— Start —

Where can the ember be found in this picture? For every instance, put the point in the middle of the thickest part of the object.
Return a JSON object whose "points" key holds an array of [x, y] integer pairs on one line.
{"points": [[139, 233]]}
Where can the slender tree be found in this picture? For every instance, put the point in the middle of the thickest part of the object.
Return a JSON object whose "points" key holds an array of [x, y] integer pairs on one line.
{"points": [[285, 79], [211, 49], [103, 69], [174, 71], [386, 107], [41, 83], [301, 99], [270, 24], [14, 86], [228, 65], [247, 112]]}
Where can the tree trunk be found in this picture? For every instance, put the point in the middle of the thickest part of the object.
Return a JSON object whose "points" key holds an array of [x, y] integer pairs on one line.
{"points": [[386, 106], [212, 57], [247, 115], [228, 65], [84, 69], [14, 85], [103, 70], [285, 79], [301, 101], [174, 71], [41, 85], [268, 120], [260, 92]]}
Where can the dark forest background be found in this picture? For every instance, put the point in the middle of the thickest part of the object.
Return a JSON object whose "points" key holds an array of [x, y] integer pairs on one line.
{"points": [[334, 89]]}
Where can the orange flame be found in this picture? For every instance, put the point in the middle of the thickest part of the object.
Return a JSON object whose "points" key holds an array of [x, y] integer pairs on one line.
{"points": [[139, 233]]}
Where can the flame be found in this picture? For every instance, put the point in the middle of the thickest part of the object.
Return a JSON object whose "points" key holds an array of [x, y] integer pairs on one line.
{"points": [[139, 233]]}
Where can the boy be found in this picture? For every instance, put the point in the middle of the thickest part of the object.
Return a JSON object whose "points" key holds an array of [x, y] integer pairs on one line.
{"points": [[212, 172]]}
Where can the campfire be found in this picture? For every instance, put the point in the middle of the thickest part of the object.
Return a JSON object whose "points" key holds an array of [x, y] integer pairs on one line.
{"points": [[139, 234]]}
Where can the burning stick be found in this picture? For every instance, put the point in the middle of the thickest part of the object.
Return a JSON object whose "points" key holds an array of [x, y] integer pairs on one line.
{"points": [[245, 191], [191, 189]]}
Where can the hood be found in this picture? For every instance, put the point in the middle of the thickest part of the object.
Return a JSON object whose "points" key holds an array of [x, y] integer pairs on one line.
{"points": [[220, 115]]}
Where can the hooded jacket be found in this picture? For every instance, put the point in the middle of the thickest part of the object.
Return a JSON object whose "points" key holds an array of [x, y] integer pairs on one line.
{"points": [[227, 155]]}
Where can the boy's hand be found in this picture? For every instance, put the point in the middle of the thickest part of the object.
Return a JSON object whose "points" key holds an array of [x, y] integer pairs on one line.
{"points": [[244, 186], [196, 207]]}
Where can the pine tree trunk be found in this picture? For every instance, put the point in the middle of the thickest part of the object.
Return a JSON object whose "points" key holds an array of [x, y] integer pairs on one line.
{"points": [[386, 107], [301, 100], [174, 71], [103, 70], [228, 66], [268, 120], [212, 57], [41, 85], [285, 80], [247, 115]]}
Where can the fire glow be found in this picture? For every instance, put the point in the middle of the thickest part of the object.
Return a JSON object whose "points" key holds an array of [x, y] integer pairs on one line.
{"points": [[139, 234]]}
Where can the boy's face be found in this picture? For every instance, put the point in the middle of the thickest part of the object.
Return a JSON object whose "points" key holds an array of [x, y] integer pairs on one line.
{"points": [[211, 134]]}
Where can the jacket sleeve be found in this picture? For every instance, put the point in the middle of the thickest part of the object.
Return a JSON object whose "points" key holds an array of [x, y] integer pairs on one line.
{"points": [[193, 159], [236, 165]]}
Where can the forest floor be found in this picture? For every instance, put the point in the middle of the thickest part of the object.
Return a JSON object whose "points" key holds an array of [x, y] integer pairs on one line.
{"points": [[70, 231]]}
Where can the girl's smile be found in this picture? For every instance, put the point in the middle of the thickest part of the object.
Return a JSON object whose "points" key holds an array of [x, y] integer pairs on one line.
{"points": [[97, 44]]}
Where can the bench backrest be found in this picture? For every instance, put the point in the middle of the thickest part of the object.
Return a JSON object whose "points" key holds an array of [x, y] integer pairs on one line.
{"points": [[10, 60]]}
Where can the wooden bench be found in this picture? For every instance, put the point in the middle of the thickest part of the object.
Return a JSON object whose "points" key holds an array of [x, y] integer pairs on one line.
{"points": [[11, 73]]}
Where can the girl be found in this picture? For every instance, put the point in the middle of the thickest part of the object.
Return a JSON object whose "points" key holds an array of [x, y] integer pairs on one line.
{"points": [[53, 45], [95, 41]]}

— End —

■ **Directions for this task**: The answer consists only of the lines from the one containing "Where can the bench" to the end of the records, each written out exactly.

■ **Expected answer**:
Where can the bench backrest be found in this picture? For every instance, put the point in the middle of the thickest part of the object.
Return a JSON object whose "points" key holds an array of [x, y] integer pairs on one line.
{"points": [[10, 60]]}
Where can the wooden bench be found in this picture? For every instance, put the point in the middle of the thickest part of the object.
Return a JSON object whose "points" key holds an array of [x, y] integer pairs on one line.
{"points": [[11, 73]]}
Where can the girl be found in this picture? For every instance, put the point in the middle of the thickest part of the object.
Return a JSON object whose "points" key holds an array of [x, y] integer pairs on one line.
{"points": [[53, 45], [95, 41]]}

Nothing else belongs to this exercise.